◆ **TO BE DONE**:
• 1. Extract a passage from the text on neoliberalism and land in South Africa, beginning at the words "Likewise, the organization, War" and stopping after the words "Africa, para. 2).".
• 2. Continue the text on neoliberalism and landlessness in South Africa from the point where it ends.

◆ **QUOTED PASSAGE**:
·····
One of the harsh realities of life in the 21st century is that the vast majority of the world's population continues to struggle to survive in the face of dwindling arable land and governmental policies that serve to constrain rather than promote economic development. To determine the facts, this paper provides a review of the relevant peer-reviewed and scholarly literature to explain why some theorists have maintained that the state continues to be a central agent that facilitates the advancement of global neoliberalism. A discussion concerning the rationale in support of this position, including an analysis of the possibilities and barriers that neoliberalism creates for genuine long-term sustainable human development; the objectives, strategies, and achievements of social movements as well as the barriers they face; and state-led models of development that run counter to the neoliberal agenda. Finally, a summary of the research and important findings concerning these issues are provided in the conclusion.
Review and Analysis
Possibilities and Barriers that Neoliberalism Creates for Genuine Long-
Term Sustainable Human Development
With a majority of the world's population still engaged in agriculture, many of the same nationwide problems that are being encountered in developing, newly industrialized countries such as South Africa represent a significant barrier for genuine long-term sustainable human development. For instance, according to the South African Association for Rural Advancement "Around the world the poorest of the poor are the landless in rural areas. They make up the majority of the rural poor and hungry, and it is in rural areas where the worst poverty and hunger are found" (The emergence of the landless people's movement in SA, 2002, p. 5).
These disturbing trends are taking place during a period in history when agricultural technology has helped defy Malthusian predictions that the world population growth would soon outpace the ability of the world to feed itself. The fundamental problem, it seems, is the manner in which this agricultural technology is being applied in countries such as South Africa. In this regard, the South African Association for Rural Advancement emphasizes that, "The expansion of agricultural production for export, which is controlled by wealthy elites who own the best lands, continually displaces the poor to ever more marginal areas of farming" (2002, p. 5).
Indeed, already struggling farmers in South Africa have been increasingly compelled to resort to subsistence farming on unsuitable land, creating a vicious cycle of impoverishment. For example, the South African Association for Rural Advancement points out that, "As they fall deeper into poverty, and despite their comparatively good soil management practices, they are often accused of causing environmental degradation" (The emergence of the landless people's movement in SA, 2002, p. 5).
Likewise, the organization, War on Want (n.d.) reports that, "The majority of black South Africans still live without land. The roots of this inequality lie in the country's history of colonialism and racist apartheid policies, but it is now exacerbated by the policies of the IMF and World Bank" (Landless in South Africa, para. 2).
Indeed, apartheid may be a thing of the not-so-distant past, but its legacy remains firmly in place in many parts of South Africa, especially with respect to agricultural lands. For example, Cox (2005) reports that, "Stock theft, farm murders, arson and illegal land occupation characterize relations between Africans and white farmers over significant parts of the country" (p. 1). While economic development remains a high priority for the South African government today, there remains less emphasis on forging truly sustainable human development in the country. As Cox points out, "The background to this includes: a highly racialized distribution of land ownership rooted in the country's colonial past; a land reform program which has raised African expectations; and failures to implement that program" (2005, p. 1).
·····
◆ **RECORDED INFORMATION**:
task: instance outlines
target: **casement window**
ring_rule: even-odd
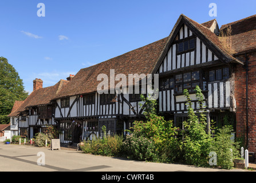
[[[11,118],[11,125],[15,125],[15,118],[12,117]]]
[[[229,78],[229,69],[225,67],[209,71],[209,81],[224,80]]]
[[[200,86],[200,71],[178,74],[175,75],[175,79],[176,93],[182,93],[184,89],[187,89],[189,92],[194,92],[196,85]],[[204,85],[207,85],[206,83]]]
[[[95,94],[92,94],[84,96],[83,97],[84,105],[95,104]]]
[[[104,120],[100,121],[99,124],[99,134],[100,137],[104,135],[104,132],[103,130],[103,126],[106,128],[106,133],[107,136],[113,135],[116,133],[116,121],[115,120]]]
[[[172,89],[174,88],[174,77],[163,78],[160,79],[159,90],[163,91],[165,90]]]
[[[179,128],[180,130],[184,130],[183,122],[187,120],[186,116],[176,116],[175,117],[175,126]]]
[[[137,101],[141,101],[141,99],[140,98],[140,96],[142,94],[142,90],[141,90],[141,86],[140,86],[140,90],[139,91],[136,91],[136,89],[135,88],[135,86],[133,86],[133,93],[132,93],[129,94],[129,102],[137,102]],[[145,92],[143,92],[145,93]],[[146,97],[147,95],[145,94],[144,94],[144,96]]]
[[[100,98],[101,105],[113,104],[116,102],[116,94],[103,93]]]
[[[19,133],[21,136],[27,136],[27,128],[19,128]]]
[[[69,98],[62,98],[61,100],[61,108],[69,108]]]
[[[52,108],[51,106],[41,106],[38,108],[38,118],[46,119],[52,118]]]
[[[177,43],[177,53],[184,53],[187,51],[191,51],[195,49],[195,38],[184,39],[182,42]]]
[[[88,121],[86,130],[88,132],[98,132],[98,121]]]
·····
◆ **TASK RESULTS**:
• 1.
Likewise, the organization, War on Want (n.d.) reports that, "The majority of black South Africans still live without land. The roots of this inequality lie in the country's history of colonialism and racist apartheid policies, but it is now exacerbated by the policies of the IMF and World Bank" (Landless in South Africa, para. 2).

• 2.
Objectives, Strategies and Achievements of Social Movements
In most cases, the objectives of social movements concern gaining a fair share of national resources, or a return of resources that have been taken from them in some fashion. The strategies that are being used range from formal legal petitions to taking action. For instance, in a petition to the South African Parliament, Pilane (2004) reports that it is the position of the landless peoples of South Africa that they have a fundamental right to have their voices heard concerning the direction that the country's agricultural policies will follow in the future. According to Pilane, "The landless people of South Africa . . . should be given a chance to raise our concerns about The Pace of Land Reform in South Africa" (2004, para. 1).
In other cases, the strategies used by disadvantaged peoples include actively interceding on their own behalf. For instance, Dougherty (2014) cites the predicament faced by the Indigenous people of Paraguay due to the illegal confiscation of their lands by the Paraguayan government. According to Dougherty (2014), these people "have been living precariously on the side of a highway in Paraguay's remote Chaco region for more than 20 years, ever since a German cattle rancher and the Paraguayan state illegally kicked them off of their ancestral lands" (para. 2).
Notwithstanding a decision by the Inter-American Human Rights Court in 2006 that found the Paraguayan government responsible for this transgression, the court only ordered the return of a small percentage of the land to these people (Dougherty, 2014). Despite this ruling, the Paraguayan government was either unwilling or unable to effect the return of the fraction of the original lands to Sawhoyamaxa and the Indigenous people were compelled to resort to reclaiming the land on their own (Dougherty, 2014).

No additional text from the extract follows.